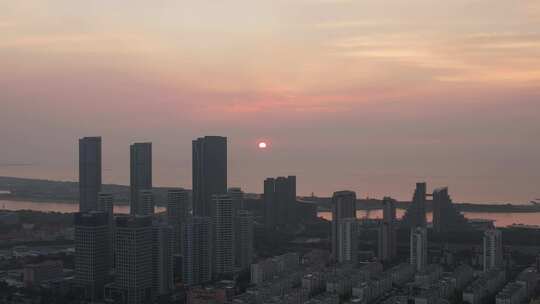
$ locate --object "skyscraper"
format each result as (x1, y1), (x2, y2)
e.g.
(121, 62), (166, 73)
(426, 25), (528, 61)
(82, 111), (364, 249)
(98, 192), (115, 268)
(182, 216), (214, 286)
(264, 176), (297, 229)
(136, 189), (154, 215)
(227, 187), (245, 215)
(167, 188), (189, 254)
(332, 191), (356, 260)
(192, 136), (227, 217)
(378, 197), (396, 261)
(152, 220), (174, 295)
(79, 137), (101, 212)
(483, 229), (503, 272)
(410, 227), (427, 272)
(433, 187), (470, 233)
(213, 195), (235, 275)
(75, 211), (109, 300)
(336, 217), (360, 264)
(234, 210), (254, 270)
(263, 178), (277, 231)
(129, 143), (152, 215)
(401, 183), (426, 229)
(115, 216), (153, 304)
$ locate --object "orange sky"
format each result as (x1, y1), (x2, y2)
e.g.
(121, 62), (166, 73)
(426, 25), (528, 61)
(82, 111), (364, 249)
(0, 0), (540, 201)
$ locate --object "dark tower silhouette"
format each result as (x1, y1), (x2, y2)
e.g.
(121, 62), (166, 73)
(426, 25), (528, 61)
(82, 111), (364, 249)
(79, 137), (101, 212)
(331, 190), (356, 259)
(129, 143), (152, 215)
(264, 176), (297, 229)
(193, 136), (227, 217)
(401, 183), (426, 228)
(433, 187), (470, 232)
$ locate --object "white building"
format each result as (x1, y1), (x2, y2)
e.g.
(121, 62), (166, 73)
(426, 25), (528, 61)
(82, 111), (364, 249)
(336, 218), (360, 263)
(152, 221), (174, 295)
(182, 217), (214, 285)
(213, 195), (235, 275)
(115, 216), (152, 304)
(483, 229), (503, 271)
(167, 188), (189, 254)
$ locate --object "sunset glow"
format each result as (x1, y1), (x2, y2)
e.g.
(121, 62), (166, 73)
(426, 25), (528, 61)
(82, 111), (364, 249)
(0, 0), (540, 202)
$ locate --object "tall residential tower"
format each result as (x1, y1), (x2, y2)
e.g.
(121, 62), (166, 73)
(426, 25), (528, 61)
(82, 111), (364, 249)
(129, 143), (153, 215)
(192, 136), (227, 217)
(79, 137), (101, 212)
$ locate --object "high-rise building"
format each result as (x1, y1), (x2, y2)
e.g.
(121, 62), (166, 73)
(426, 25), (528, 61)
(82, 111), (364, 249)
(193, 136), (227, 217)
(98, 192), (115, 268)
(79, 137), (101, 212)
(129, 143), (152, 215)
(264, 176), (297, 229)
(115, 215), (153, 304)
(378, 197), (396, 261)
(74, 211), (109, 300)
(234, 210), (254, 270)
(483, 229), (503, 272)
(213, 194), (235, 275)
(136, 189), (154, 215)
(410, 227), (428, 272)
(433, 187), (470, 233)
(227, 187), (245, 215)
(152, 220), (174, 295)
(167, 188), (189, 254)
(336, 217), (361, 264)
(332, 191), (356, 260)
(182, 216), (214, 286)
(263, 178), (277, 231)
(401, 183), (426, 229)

---

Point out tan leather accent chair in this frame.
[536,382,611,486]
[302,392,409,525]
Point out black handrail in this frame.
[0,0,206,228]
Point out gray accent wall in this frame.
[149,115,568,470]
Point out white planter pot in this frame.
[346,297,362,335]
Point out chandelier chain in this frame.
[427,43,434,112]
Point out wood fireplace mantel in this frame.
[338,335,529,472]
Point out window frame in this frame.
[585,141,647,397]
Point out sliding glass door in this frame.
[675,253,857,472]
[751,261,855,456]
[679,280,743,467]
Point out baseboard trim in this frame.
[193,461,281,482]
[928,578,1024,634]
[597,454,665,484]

● **AIM OF THE TASK**:
Can you format the data from the line with "Point out chandelier chain in this frame." to the line with "[679,280,743,467]" as a two-column CSV headed text and coordinates, with one row for each line starting "Point out" and the coordinates beneath it? Quote every field, and replace any line breaks inside a field with spaces.

● **ANSWER IN FULL**:
text,coordinates
"Point out chandelier chain in this frame.","[427,43,434,112]"
"Point out wood fireplace mantel in this frame.","[338,335,529,472]"
"Point out window frame in this frame.","[585,141,647,397]"
"Point out sliding glass door in this frame.","[675,253,857,472] [751,261,855,456] [679,280,743,467]"